I got rid of the “y’alls” and “you knows.” I cut back on Texas stories. No more tales about night fishing, hunting or rough honky tonks like Mama’s Worry, a favorite local bar in my early days.
I had to become more direct. Tougher. Cut-to-the-chase kind of guy. I had to look more serious, burdened, even. A look just short of paranoid. I learned to challenge even the slightest argument. I was never a “yes, but” kind of guy, but that’s what I had to become.
Never show emotion. Never let them see you sweat—even when my VP of Marketing pulls up my presentation in front of a team of communications managers and says, “Now this is bad.”
I hadn’t been this humiliated since my teen years when JA, the biggest bully in town, knocked me right off my feet into a ditch as my friends looked on in shock.
Smart ass, I thought. I wanted to slap his bald head.
Instead, I said “Sorry to miss the mark, how do you suggest we improve it?”
I had to strengthen my voice. It was too soft, too understated. I practiced regularly at Toastmasters, speaking from my chest with a tone of authority. I tried to channel confidence I didn’t feel.
I was slowly becoming a Corporate Guy.
The trick was making it look natural, as if I actually talked and acted this way.
And here’s the kicker: To effectively code-switch, you can’t switch only some traits and not others. You have to change your entire behavioral profile to convince people that your code-switching behaviors are your “natural behaviors.” Sustaining this performance while completing your actual job can be demanding and exhausting.
Becoming a Corporate Chameleon
I survived. I learned to code-switch, to speak corporate, to challenge and compete. I became a corporate chameleon—a conscious corporate chameleon- aware of what I was trading, actively trying to preserve some core of who I’d been.
But there were costs.
I’d adapted so thoroughly that I couldn’t switch back anymore. The refinery kid was gone. Corporate Guy had taken over. I was caught between two worlds—not quite accepted in Silicon Valley, no longer fitting in Port Neches.
What did I gain? A career. Financial security. The ability to navigate brutal corporate environments. Skills that served me for thirty-five years across multiple tech companies.
What did I lose? My accent. My ease. The ability to just be without performing.
I could do that among close friends, or trips back home to SE Texas.
Soon after my “transformation,” I was relaxing in my mom’s sprawling backyard, sipping her sweet iced tea as we talked about how people climbed the food chain in the tech industry. Towering pine trees swayed in the warm, humid Gulf Coast breeze. Three of my brother’s dusty old cars- clunkers I called them- sat idle, patiently waiting for him to repair them. His white mutt “Dixie” was tied to the circular clothesline, barking its head off at something only it seemed to notice.

### DATA SHOWN
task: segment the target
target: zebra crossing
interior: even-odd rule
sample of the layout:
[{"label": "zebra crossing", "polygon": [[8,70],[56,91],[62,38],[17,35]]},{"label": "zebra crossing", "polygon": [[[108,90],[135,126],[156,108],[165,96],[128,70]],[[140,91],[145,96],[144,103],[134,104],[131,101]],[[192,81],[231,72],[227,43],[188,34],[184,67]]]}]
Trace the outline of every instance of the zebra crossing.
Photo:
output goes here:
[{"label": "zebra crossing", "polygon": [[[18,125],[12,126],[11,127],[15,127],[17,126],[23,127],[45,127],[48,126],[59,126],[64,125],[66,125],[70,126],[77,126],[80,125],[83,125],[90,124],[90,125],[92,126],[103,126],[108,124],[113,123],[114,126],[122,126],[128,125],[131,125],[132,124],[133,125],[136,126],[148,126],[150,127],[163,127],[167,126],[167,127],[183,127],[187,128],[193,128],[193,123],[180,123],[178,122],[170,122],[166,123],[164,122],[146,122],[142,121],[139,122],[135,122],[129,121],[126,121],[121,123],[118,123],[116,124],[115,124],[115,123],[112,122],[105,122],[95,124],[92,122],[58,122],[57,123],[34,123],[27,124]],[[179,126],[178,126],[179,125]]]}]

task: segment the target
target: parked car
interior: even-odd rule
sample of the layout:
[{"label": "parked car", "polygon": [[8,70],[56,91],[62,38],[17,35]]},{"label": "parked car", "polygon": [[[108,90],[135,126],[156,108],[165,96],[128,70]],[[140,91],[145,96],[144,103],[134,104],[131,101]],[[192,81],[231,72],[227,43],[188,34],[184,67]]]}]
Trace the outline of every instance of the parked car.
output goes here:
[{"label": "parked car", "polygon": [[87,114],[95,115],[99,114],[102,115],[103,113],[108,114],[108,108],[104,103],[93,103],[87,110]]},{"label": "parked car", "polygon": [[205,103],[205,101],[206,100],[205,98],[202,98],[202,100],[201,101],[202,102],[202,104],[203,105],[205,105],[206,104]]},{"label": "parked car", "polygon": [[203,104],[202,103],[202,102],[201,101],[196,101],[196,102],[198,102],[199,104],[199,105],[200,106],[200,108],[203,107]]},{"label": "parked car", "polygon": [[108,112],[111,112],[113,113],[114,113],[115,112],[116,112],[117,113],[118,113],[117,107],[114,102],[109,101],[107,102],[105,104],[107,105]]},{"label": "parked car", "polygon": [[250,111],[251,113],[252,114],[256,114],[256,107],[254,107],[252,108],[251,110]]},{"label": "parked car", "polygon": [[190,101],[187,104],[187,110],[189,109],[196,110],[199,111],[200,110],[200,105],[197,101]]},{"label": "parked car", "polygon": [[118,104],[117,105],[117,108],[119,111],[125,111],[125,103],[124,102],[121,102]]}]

---

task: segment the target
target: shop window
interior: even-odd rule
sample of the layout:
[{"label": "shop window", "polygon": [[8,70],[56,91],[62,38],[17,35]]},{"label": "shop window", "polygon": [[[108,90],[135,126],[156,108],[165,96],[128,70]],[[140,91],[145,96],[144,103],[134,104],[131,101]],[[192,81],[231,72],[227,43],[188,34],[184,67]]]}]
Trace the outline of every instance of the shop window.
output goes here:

### INSTRUCTIONS
**A.** Pull from the essay on code-switching the part that opens with the words containing "I had to become more" and closes with "his bald head.", copying it word for word.
**B.** Based on the essay on code-switching, is each statement true: (i) The writer practiced speaking at Toastmasters. (ii) The writer's corporate skills served for twenty years. (iii) The writer was still able to switch back to the old self. Answer yes or no for each, and quote the words of the essay that decide it.
**C.** Proceed with the essay on code-switching, writing on from the end of its last paragraph.

### RESULTS FOR THE EXERCISE
**A.**
I had to become more direct. Tougher. Cut-to-the-chase kind of guy. I had to look more serious, burdened, even. A look just short of paranoid. I learned to challenge even the slightest argument. I was never a “yes, but” kind of guy, but that’s what I had to become.
Never show emotion. Never let them see you sweat—even when my VP of Marketing pulls up my presentation in front of a team of communications managers and says, “Now this is bad.”
I hadn’t been this humiliated since my teen years when JA, the biggest bully in town, knocked me right off my feet into a ditch as my friends looked on in shock.
Smart ass, I thought. I wanted to slap his bald head.

**B.**
(i) Yes: "I practiced regularly at Toastmasters, speaking from my chest with a tone of authority."
(ii) No: "Skills that served me for thirty-five years across multiple tech companies."
(iii) No: "I’d adapted so thoroughly that I couldn’t switch back anymore."

**C.**
When my mom asked if I was stressing myself out at work, I explained, “Some, but it’s how you get ahead in the business world.”
“But what if someone doesn’t want to get ahead?” she said, shooting me a serious look. Her eyes—steady and full of that no-nonsense wisdom only years can bring—held mine with a quiet intensity.
When I hesitated, she shook her head just a little, half amused, half thoughtful.
“It’s just the way it is,” I said. “Tech is Corporate America on steroids.”
“You people will always be OK, at least financially,” she said, the words sounding strange coming from her now that they included me.
“But there’s always a price to pay for those big-shot jobs. Feels kinda like a dog chasing a car down the road—it’s never gonna catch it. I just hope you know what you’re doin’.
By then, I was so deeply entrenched in corporate thinking, her words hit me as a foreign notion. It would take me years to come to grips with the tradeoffs.
What I know now is this: Code-switching and other chameleon moves isn’t about being fake. It’s about survival. And sometimes survival requires becoming someone you barely recognize.
Years later, I made peace with being a straddler. I code-switch as easily as I breathe now—aware of what I’m doing, choosing when to adapt and when to hold the line.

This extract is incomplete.